## Série d'exercices
1. Répondez aux questions suivantes sur le texte consacré à Coups de feu dans la Sierra.
(a) Quel cinéaste a réalisé ce film ?
(b) Qui est engagé pour convoyer l'or depuis la mine ?
(c) Quel personnage a l'intention de partir avec l'or ?
2. Reproduisez, dans le texte consacré à Coups de feu dans la Sierra, le passage qui s'ouvre sur les mots « Coups de feu dans le » et se termine par « partir avec l'or. ».

## Texte à lire
Le problème de ce film, c'est que c'est une des premières œuvres de Sam Peckinpah. Du coup, on regarde rarement Coups de feu dans la Sierra pour lui-même : trop souvent, on y cherche les prémices de ce qui deviendra La Horde Sauvage ou Pat Garrett et Billy the Kid. Alors que ce film peut très bien se regarder pour lui-même, indépendamment du reste de l’œuvre d'un cinéaste majeur.
Coups de feu dans le Sierra a, dès le début, des allures d'honnête western de série B, avec son scénario des plus classiques : un ancien sheriff, Stephen Judd, est engagé pour convoyer de l'or depuis une mine jusqu'à la ville la plus proche. Il va faire le boulot avec son ancien adjoint, Gil Westrum, et un jeunot, Heck Longtree. mais cet adjoint a bien l'intention de partir avec l'or.

## Segment de données
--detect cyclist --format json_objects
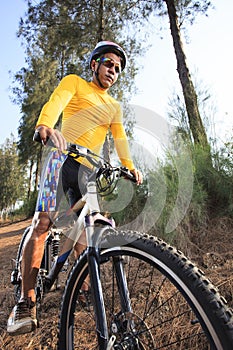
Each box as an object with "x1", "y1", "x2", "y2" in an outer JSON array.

## Résultats obtenus
1.
(a) Sam Peckinpah.
(b) Stephen Judd, un ancien sheriff.
(c) Gil Westrum, l'ancien adjoint de Stephen Judd.

2.
Coups de feu dans le Sierra a, dès le début, des allures d'honnête western de série B, avec son scénario des plus classiques : un ancien sheriff, Stephen Judd, est engagé pour convoyer de l'or depuis une mine jusqu'à la ville la plus proche. Il va faire le boulot avec son ancien adjoint, Gil Westrum, et un jeunot, Heck Longtree. mais cet adjoint a bien l'intention de partir avec l'or.